§ Given request a
In the passage on professional development in higher education, what share of higher education workers said they value professional growth in the Academic Impressions study?

Because the yearlong program comes with significant time and financial commitments, Foley realized it could be a stretch for his department’s budget. So, when he outlined his case to his supervisors for enrolling in the Academy, Foley offered to assist with travel costs.

“I knew the experience would be valuable to my new position and would allow me to gain exposure to the larger international education field,” Foley says. “I made the case that participating in the Academy would provide the opportunity to get more experience in different areas within international education, to expand connections with campus partners in international education, and to explore new ways of working with them. The timing seemed right, and I wanted to do what I could to make it happen.”

Such professional development experiences nurture overall competency in the field of international education by sharpening practitioners’ skills and keeping them up to date on the industry’s best practices. Perhaps most important, participating in these types of learning opportunities allows international education professionals at every stage in their career to engage with and learn from each other.

Even when finances are tight, finding creative ways to invest in the staff’s professional learning and growth can translate into more robust services and academic experiences for students—and ultimately develop a loyal alumni base that can be critical in the recruitment of future students.

A Learning Environment for Educators

Colleges and universities are in the business of learning—promoting innovation and the exchange of ideas across disciplines—but often this mission is focused solely on the students. Studies show that many faculty and staff feel unsupported in the area of professional growth.

In a January 2018 article for Gallup, Brandon Busteed—now president for university partnerships at Kaplan Inc.— cites research indicating that “college and university employees rank right around the bottom-quartile on ‘learn and grow’ measures compared with other employees in the U.S.” Busteed reports that, according to Gallup surveys, just four in 10 higher education employees “strongly agree” that their organization had offered them opportunities to “learn and grow” during the previous year—that’s compared to seven in 10 workers from other industries who felt they received learning and growth opportunities.

Research shows that creating a culture of learning and development may have a positive impact on employee satisfaction and retention. A study by Academic Impressions found that 88 percent of higher education workers value professional growth, and 71 percent say these opportunities would make them more likely to stay at their institution for the long term.

Supporting this idea, research from the Association of Talent Development (ATD) indicates that “organizations with a strong culture of learning— with an intentional plan for talent development that is well supported and funded—consistently outperform their competition,” says Kristen Fyfe- Mills, ATD’s associate director of communications.

“This is true across industries and sectors,” she says. “Professional development, if it is going to have a positive impact, must be connected to the organization’s goals and strategies. In higher ed, this means gaining support and buy-in from deans and other school officials, providing ample opportunities for both staff and faculty professional development, and identifying and/or creating available resources.”

Lauren Carlson, associate director for professional learning services at NAFSA, says that supervisors who invest in staff learning opportunities foster supportive workplace environments that energize employees to reach their potential.

“It empowers them to do new things and to feel ownership over their own career,” Carlson says. “Creating learning opportunities will help boost confidence as people increase their skills. When employees are empowered to learn, it really motivates them to bring [that training] back and use it to impact their own departments.”

A Worthwhile Investment

The benefits of professional development are clear. Why, then, aren’t more higher education employees, including international educators, taking advantage of these opportunities?

§ Given records
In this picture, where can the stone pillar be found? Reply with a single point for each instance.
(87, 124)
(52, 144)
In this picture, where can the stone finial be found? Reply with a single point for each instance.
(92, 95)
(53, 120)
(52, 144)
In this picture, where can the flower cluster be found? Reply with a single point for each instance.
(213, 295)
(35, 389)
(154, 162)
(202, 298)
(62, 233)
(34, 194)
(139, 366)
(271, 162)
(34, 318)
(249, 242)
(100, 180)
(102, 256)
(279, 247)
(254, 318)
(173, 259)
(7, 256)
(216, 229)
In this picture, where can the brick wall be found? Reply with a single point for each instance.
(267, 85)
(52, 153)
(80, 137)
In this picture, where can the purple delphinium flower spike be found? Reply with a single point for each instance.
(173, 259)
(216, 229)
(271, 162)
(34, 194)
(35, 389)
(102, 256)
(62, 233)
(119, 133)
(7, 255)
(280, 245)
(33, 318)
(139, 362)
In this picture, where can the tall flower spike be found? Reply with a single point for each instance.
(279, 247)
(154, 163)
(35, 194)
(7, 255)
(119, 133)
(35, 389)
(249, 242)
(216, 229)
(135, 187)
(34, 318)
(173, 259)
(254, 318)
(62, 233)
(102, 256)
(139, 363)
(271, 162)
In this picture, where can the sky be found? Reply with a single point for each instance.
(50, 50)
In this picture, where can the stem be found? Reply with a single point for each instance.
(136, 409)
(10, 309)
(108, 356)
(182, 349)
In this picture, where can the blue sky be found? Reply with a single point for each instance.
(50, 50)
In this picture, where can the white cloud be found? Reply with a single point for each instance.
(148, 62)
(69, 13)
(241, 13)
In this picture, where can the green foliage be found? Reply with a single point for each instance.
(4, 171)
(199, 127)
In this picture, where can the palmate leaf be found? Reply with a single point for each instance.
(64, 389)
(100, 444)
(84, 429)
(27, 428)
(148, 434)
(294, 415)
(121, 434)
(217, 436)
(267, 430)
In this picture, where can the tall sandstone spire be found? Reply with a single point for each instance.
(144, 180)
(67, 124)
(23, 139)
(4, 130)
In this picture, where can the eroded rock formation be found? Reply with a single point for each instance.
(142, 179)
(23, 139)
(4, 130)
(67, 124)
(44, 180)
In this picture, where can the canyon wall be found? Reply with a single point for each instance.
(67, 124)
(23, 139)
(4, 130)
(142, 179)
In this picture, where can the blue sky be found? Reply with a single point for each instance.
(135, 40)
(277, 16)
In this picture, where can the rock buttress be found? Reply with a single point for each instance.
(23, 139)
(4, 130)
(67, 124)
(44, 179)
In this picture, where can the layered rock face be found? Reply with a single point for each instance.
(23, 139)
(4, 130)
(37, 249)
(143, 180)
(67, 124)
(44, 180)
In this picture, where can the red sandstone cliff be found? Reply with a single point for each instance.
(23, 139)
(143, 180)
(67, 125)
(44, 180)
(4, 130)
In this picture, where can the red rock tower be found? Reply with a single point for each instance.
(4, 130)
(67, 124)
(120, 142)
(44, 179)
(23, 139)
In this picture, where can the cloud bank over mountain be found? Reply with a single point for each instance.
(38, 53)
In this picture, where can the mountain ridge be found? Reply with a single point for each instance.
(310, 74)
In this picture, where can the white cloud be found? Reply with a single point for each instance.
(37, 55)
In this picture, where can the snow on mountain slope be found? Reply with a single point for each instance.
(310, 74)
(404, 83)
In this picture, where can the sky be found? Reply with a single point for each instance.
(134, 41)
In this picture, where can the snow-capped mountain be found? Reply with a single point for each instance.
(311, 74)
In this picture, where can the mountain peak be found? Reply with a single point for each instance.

==

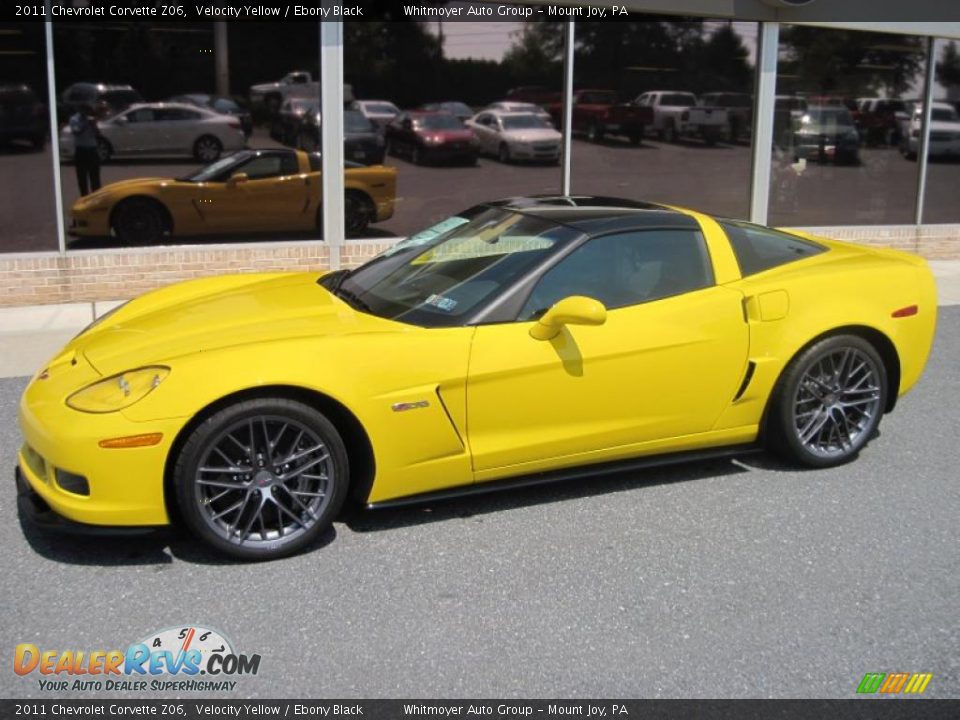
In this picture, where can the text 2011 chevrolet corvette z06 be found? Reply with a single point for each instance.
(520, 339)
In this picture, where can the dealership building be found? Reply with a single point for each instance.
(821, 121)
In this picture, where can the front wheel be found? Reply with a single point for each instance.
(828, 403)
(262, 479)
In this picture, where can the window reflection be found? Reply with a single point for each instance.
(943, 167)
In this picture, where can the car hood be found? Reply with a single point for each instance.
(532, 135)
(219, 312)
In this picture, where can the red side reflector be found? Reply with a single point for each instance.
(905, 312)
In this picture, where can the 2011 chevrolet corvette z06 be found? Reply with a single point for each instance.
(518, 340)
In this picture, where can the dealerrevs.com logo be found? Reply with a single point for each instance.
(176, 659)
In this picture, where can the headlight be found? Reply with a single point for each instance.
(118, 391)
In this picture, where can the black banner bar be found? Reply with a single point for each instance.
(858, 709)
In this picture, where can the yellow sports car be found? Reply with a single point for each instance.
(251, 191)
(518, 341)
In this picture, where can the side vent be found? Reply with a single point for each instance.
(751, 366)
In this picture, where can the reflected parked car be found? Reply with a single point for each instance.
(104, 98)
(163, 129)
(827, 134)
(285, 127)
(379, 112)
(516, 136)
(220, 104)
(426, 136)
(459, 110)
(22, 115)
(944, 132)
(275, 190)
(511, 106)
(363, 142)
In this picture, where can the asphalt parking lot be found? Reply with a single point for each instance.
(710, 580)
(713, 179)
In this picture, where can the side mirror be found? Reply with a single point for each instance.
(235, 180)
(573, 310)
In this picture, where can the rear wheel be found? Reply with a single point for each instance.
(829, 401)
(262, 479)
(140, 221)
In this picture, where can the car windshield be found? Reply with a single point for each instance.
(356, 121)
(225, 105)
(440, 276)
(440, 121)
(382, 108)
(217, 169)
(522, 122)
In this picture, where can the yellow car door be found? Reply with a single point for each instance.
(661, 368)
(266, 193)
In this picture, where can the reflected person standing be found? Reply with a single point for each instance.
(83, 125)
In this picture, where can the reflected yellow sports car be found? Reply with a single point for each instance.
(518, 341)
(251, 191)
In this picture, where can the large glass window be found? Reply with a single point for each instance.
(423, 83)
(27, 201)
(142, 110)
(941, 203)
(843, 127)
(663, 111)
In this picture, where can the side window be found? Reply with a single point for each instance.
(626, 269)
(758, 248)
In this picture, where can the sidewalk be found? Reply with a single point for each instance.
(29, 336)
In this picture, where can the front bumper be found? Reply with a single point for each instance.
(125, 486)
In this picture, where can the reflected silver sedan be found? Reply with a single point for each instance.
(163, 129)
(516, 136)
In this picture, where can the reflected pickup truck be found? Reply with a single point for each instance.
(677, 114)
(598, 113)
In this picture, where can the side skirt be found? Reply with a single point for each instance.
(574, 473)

* * *

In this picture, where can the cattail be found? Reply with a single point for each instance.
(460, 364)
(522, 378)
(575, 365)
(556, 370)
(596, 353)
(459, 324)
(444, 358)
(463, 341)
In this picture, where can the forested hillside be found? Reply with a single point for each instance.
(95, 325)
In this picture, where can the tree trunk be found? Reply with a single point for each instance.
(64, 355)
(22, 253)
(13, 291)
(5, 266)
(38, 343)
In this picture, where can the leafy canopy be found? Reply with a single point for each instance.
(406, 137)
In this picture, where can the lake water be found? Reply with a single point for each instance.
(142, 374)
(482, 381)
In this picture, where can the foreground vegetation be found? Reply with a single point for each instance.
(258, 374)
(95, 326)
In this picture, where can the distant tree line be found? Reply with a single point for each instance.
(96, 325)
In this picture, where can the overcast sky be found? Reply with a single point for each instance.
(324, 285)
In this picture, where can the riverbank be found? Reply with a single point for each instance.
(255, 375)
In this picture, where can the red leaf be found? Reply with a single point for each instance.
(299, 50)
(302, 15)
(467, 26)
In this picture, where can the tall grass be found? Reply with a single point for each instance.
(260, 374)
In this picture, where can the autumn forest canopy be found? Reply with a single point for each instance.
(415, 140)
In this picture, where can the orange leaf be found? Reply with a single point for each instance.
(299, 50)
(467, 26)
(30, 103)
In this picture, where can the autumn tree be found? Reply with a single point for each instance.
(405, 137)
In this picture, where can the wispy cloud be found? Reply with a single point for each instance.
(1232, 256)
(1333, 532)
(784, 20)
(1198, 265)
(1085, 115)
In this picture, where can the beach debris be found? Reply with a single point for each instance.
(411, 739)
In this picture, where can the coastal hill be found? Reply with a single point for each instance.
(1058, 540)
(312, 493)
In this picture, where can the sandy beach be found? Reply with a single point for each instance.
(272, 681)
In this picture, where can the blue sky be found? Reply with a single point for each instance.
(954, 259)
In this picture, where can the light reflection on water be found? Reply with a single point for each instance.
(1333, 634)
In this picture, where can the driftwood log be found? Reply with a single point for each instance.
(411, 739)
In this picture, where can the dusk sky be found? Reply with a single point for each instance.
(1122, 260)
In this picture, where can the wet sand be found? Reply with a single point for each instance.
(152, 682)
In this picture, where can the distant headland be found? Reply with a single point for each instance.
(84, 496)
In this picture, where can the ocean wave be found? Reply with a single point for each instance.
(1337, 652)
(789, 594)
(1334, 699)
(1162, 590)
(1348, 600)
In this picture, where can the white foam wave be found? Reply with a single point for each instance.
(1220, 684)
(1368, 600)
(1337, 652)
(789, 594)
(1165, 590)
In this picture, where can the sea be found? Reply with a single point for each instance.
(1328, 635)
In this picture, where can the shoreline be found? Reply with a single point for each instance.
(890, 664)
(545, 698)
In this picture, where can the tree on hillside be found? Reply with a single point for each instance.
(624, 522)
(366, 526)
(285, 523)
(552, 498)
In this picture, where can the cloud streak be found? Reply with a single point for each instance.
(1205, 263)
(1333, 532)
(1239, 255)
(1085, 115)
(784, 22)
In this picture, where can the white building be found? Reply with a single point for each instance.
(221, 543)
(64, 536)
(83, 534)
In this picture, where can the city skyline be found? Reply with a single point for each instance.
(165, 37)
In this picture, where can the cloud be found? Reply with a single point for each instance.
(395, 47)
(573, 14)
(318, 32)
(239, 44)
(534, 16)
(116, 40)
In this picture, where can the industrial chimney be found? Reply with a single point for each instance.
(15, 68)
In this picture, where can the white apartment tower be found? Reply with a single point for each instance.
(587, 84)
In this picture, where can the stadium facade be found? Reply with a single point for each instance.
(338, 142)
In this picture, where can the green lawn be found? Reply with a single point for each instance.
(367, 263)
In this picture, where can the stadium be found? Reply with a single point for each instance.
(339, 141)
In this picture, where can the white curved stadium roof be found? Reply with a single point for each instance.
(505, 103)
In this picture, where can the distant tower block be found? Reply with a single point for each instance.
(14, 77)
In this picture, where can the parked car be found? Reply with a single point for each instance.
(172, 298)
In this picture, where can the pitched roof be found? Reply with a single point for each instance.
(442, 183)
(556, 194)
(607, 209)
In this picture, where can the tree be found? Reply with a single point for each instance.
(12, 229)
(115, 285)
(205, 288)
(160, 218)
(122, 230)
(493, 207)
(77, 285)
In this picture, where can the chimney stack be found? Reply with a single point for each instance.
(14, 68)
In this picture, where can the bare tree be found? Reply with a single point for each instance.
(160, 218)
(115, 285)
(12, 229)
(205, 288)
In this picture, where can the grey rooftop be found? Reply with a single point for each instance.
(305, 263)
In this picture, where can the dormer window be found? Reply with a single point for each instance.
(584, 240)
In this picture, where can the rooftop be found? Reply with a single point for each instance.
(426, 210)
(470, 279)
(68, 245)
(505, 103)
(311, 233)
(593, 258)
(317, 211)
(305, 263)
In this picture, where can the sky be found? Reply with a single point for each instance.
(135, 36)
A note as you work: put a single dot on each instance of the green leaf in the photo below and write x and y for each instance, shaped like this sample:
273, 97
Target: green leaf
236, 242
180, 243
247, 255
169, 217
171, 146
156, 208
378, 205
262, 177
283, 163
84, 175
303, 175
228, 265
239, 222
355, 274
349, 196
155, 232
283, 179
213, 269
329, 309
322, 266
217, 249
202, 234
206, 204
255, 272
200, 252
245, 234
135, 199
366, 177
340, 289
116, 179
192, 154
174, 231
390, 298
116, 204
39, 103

§ Given request b
Turn the part of the entries that opens with the line containing "In this picture, where can the light" and closes with the line containing "(1348, 600)", both included, into a JSON list of strings with one string per line, leaving out blank lines.

§ Response a
88 percent

§ Response b
[
  "In this picture, where can the light reflection on water be found? Reply with a single point for each instance.",
  "(1333, 634)",
  "In this picture, where can the driftwood log be found? Reply with a single point for each instance.",
  "(411, 739)",
  "In this picture, where can the dusk sky be found? Reply with a single point for each instance.",
  "(1122, 260)",
  "In this picture, where can the wet sand be found? Reply with a single point for each instance.",
  "(152, 682)",
  "In this picture, where can the distant headland be found? Reply with a single point for each instance.",
  "(84, 496)",
  "In this picture, where can the ocean wave be found? Reply with a single point for each instance.",
  "(1337, 652)",
  "(789, 594)",
  "(1334, 699)",
  "(1162, 590)",
  "(1348, 600)"
]